Task to complete
Every line below between the one holding "the dog's chest" and the one holding "the sand in", inclusive, should be copied exactly, and no other line.

Records
-- Opening Marker --

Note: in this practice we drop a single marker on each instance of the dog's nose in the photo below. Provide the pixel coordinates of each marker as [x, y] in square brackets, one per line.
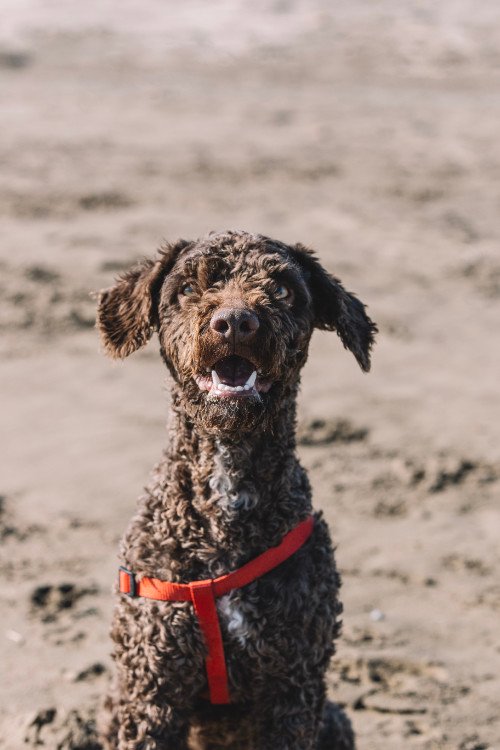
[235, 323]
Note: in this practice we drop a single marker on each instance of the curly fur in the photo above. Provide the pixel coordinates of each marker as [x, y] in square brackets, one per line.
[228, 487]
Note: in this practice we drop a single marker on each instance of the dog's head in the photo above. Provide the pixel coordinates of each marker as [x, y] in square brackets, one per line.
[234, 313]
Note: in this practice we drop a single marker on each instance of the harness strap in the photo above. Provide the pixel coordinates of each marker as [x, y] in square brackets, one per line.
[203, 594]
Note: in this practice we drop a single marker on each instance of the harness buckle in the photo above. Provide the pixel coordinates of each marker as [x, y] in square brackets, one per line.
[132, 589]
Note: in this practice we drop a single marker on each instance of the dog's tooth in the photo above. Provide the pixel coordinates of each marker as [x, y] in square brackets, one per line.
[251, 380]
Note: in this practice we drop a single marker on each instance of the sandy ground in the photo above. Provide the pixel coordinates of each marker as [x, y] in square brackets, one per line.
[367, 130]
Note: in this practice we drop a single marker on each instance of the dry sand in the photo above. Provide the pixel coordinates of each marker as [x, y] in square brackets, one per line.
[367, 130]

-- Closing Marker --
-- Opening Marker --

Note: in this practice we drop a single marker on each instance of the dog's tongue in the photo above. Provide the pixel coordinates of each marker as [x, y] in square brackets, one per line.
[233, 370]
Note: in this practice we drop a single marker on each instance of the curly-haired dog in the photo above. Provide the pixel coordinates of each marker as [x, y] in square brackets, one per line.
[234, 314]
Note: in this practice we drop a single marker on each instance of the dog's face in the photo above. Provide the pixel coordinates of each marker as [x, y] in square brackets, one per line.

-- Closing Marker --
-- Opening Marker --

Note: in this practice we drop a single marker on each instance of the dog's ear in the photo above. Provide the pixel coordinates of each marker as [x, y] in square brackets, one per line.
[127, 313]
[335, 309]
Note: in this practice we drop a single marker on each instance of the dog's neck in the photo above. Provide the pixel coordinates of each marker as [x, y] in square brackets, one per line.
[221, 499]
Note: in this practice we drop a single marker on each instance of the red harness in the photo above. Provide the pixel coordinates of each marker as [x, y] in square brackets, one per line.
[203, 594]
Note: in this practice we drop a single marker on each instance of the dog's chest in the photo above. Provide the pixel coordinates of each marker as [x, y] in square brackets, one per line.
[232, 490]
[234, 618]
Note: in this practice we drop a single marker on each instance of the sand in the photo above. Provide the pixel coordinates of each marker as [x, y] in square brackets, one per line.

-- Closing Marker --

Result below
Note: in this practice we drop a single marker on each instance of the dog's chest in the photo above. Provide the pixel coordinates of each marker as [x, y] in square brackets, one per line.
[232, 490]
[234, 618]
Note: in this practice we drop a single marker on each instance of the sand in the photo above. Provide the pixel coordinates of each marker as [x, y] in square brackets, one per line.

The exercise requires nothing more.